*** Material to process ***

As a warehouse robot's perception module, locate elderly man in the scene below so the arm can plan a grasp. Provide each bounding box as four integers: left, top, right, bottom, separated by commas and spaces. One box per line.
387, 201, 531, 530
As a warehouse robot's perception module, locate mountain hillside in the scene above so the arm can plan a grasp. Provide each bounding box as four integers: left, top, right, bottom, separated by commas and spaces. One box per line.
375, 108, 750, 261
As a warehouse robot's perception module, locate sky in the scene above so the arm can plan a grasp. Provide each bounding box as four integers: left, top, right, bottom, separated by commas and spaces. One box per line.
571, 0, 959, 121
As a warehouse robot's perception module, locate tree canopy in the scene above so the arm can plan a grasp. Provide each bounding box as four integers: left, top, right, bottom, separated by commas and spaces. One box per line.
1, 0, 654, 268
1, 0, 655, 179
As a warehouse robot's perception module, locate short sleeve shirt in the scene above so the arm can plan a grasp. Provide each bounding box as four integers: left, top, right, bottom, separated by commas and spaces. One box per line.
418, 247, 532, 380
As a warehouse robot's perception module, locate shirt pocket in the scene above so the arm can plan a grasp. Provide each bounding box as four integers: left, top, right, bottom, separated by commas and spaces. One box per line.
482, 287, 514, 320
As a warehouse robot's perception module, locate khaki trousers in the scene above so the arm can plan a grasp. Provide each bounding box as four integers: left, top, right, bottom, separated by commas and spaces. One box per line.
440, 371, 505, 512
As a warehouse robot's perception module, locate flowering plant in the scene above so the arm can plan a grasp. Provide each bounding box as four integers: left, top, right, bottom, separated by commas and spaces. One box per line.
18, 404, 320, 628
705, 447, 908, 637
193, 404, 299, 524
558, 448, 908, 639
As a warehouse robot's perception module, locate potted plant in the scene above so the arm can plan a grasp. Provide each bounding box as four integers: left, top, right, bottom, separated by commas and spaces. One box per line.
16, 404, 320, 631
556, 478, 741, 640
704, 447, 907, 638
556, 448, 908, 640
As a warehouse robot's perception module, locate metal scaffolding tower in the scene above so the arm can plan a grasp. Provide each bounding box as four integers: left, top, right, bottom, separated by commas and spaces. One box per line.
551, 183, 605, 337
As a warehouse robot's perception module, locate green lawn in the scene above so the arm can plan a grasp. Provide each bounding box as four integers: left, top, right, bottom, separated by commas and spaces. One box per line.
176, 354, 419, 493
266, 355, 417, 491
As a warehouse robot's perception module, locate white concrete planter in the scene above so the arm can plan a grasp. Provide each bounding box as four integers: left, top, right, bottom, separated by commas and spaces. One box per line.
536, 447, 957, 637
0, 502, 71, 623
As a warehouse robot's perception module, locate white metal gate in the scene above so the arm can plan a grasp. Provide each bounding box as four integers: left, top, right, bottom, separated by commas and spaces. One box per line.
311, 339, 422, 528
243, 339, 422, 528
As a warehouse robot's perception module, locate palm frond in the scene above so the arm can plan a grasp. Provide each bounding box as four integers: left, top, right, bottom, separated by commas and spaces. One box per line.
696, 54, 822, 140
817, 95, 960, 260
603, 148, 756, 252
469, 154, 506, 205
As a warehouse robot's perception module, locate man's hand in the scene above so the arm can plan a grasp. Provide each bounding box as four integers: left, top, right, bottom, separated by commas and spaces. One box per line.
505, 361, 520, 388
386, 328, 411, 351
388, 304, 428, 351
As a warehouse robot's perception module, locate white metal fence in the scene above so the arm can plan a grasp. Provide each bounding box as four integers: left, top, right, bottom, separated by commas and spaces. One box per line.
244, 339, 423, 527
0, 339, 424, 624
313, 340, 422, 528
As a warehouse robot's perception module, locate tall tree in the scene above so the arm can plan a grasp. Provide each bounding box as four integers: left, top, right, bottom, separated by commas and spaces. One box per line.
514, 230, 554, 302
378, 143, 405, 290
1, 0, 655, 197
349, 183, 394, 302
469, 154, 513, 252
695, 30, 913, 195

*** End of Material to process ***

Transcribe all entries exactly as they are given.

As a warehouse robot's perception module, locate elderly man in the scene below so the arm can plan a grasp. Provide each bounding box as four integers: left, top, right, bottom, separated by commas and spaces. One box per line.
387, 201, 531, 530
As a warehouse robot's perception module, locate mountain hillside in the scene above so the arm can plan a grasp. Provide each bounding box as four integers: left, top, right, bottom, separated by commas and spaces. One box per line.
375, 108, 750, 261
As a warehouse robot's perception module, locate sky in the scene above so the arm can plan a grasp. Provide each bounding box as four integers: left, top, right, bottom, separated by commas and spaces. One box per line.
571, 0, 959, 121
As a warehouse robot's perception module, locate tree canopy in the scene above so the arm can plan a grasp. Provide each bounding box as four integers: left, top, right, bottom, separated by commas and spaces. One box per line.
1, 0, 654, 268
1, 0, 655, 179
As a warehouse robot's perception module, locate short sleeve shirt in the scene above so the arm can plan a grasp. Provide each bounding box as four integers: left, top, right, bottom, separated by commas and spaces. One box per line.
418, 247, 532, 380
As a warehouse robot's perception module, locate shirt pocket in the scene above so the arm can plan a grasp. Provide each bounding box as four integers: left, top, right, bottom, separated by commas and spaces. One box per line.
482, 287, 514, 320
As a warehouse robot's perception module, locate khaki trousers in the scene above so the arm can plan a grasp. Provide each bounding box as four integers: left, top, right, bottom, separated by commas and spaces. One box per line.
440, 371, 505, 512
As a warehouse robot's perception module, locate flowering plant in the scene above so the arm can plan a grasp. Provide each bounding box as four integers: left, top, right, bottom, separated by commas and spaces. One box per line.
18, 404, 320, 628
705, 447, 908, 637
193, 404, 299, 524
558, 448, 908, 639
As a warehouse robot's perception module, locate potted plant in the scene above so the arm can plan a grasp. Provide each bounding box as four integers: left, top, right, bottom, separated by commas and spaces. One box per line.
16, 404, 320, 631
556, 478, 741, 640
704, 447, 907, 638
556, 448, 908, 640
As a warehouse robot's perception module, locate metal scaffolding tower in the scene above so the arm can plan a grasp. Provide each bounding box as four integers: left, top, right, bottom, separated by commas and spaces. One box per line.
551, 183, 605, 337
As a warehouse robot's perception module, locate green lawn in the scene above so the arm can plan a grasp. Provide each bounding box as four integers: left, top, right, bottom, separated by commas and spaces. One box per line.
176, 354, 419, 493
266, 355, 417, 491
As a warehouse robot's perception module, locate white concrete planter in the scene above so the arm can plan a grasp. Provide each bounding box as four integers: left, top, right, bottom, separated by commas and spaces. One box per line.
536, 447, 957, 637
0, 502, 71, 623
As a warehouse robot's perception module, locate white metal gate in the scene above so the arm can plan a grasp. Provide each bounding box as four integers: left, top, right, bottom, separated by commas and spaces. One box per line.
311, 339, 422, 528
243, 339, 422, 528
As a warehouse robot's perception module, locate palm frond in the scene above so the arm can plan a grasp. Provide each bounding box as four integers: left, top, right, bottom, separated by commas and spaces. One box per line.
696, 54, 822, 140
817, 95, 960, 260
603, 148, 756, 252
469, 154, 506, 205
As a warehouse robot's perception module, locate man's hand in the scene above so the arm can plan a grasp. Provide each bounding box as four integers: left, top, right, bottom, separated by commas and spaces. One box per line.
505, 361, 520, 388
386, 328, 411, 351
388, 304, 428, 351
As a warehouse robot's perception module, locate white metal fence in the scene above so the arm can plan a grasp. Provide each bounding box as four integers: left, top, right, bottom, separated by commas and spaces. One box per line.
244, 339, 423, 527
0, 339, 424, 624
313, 340, 422, 528
As a warehouse robot's perception module, locate tall tree in the scene above so the arm can plan a grasp. Provide each bounding box as four integers: left, top, right, bottom, separated by commas and spaces. One box per line.
514, 230, 554, 302
378, 143, 405, 290
1, 0, 655, 197
349, 183, 394, 302
469, 154, 513, 252
695, 30, 913, 195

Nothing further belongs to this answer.